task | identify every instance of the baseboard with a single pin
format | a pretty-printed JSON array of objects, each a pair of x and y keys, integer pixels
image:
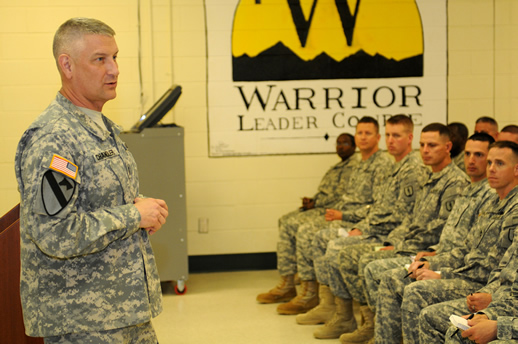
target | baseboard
[{"x": 233, "y": 262}]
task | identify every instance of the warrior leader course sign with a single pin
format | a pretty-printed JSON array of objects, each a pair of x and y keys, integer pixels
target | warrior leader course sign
[{"x": 288, "y": 76}]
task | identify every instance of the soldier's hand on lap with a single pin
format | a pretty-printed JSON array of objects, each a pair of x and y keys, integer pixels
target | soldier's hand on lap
[{"x": 153, "y": 213}]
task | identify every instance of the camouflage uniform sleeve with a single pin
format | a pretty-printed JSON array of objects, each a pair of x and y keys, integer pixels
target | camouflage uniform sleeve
[
  {"x": 398, "y": 234},
  {"x": 74, "y": 231},
  {"x": 488, "y": 252}
]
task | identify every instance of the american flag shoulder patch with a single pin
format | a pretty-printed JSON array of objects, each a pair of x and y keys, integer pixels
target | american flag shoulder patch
[{"x": 63, "y": 166}]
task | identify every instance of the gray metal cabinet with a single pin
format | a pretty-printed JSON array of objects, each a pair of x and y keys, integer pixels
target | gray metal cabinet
[{"x": 159, "y": 153}]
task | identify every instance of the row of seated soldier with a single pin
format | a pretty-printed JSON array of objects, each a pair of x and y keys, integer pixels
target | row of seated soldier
[{"x": 394, "y": 243}]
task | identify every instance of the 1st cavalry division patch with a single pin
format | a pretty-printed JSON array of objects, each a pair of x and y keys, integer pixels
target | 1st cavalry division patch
[{"x": 58, "y": 185}]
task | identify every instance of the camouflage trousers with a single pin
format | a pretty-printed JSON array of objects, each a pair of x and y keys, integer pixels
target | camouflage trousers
[
  {"x": 327, "y": 263},
  {"x": 312, "y": 240},
  {"x": 373, "y": 272},
  {"x": 453, "y": 337},
  {"x": 427, "y": 301},
  {"x": 287, "y": 244},
  {"x": 388, "y": 304},
  {"x": 137, "y": 334}
]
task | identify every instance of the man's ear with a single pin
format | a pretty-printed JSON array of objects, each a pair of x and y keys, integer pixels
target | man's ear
[
  {"x": 449, "y": 146},
  {"x": 65, "y": 65}
]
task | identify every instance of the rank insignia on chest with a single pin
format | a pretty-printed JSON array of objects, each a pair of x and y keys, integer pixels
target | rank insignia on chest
[
  {"x": 449, "y": 205},
  {"x": 56, "y": 191},
  {"x": 106, "y": 154}
]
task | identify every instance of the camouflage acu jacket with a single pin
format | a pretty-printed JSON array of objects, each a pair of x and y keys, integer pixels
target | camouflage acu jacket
[
  {"x": 462, "y": 217},
  {"x": 485, "y": 244},
  {"x": 333, "y": 184},
  {"x": 396, "y": 199},
  {"x": 423, "y": 228},
  {"x": 366, "y": 181},
  {"x": 86, "y": 266}
]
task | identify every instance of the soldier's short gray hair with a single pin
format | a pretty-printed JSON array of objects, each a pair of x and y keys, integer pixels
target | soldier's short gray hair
[{"x": 75, "y": 28}]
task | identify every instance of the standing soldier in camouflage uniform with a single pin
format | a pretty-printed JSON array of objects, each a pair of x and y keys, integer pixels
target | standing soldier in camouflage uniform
[
  {"x": 88, "y": 271},
  {"x": 433, "y": 320},
  {"x": 388, "y": 285},
  {"x": 418, "y": 231},
  {"x": 369, "y": 173},
  {"x": 331, "y": 188},
  {"x": 394, "y": 200}
]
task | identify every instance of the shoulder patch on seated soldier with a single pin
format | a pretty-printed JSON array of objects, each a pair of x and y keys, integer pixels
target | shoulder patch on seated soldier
[
  {"x": 449, "y": 205},
  {"x": 56, "y": 191},
  {"x": 63, "y": 166}
]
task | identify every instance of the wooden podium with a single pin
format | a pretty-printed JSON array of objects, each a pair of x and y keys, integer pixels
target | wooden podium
[{"x": 12, "y": 330}]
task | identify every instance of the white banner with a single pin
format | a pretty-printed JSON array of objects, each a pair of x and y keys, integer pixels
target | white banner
[{"x": 289, "y": 76}]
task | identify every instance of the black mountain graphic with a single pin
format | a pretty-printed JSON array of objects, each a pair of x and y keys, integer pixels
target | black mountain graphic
[{"x": 280, "y": 63}]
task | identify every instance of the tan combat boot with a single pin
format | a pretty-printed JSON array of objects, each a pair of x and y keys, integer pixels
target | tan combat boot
[
  {"x": 364, "y": 333},
  {"x": 342, "y": 321},
  {"x": 302, "y": 303},
  {"x": 284, "y": 291},
  {"x": 321, "y": 313}
]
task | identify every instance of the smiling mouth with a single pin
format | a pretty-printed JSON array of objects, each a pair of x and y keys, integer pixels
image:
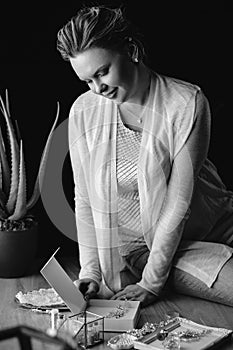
※
Written exercise: Return every line of the items above that contains the word "shoulder".

Reply:
task | identify every instance of the american flag shoulder patch with a single pin
target | american flag shoulder patch
task | identify every instance of the shoulder patch on seated soldier with a single pin
target | shoulder patch on seated soldier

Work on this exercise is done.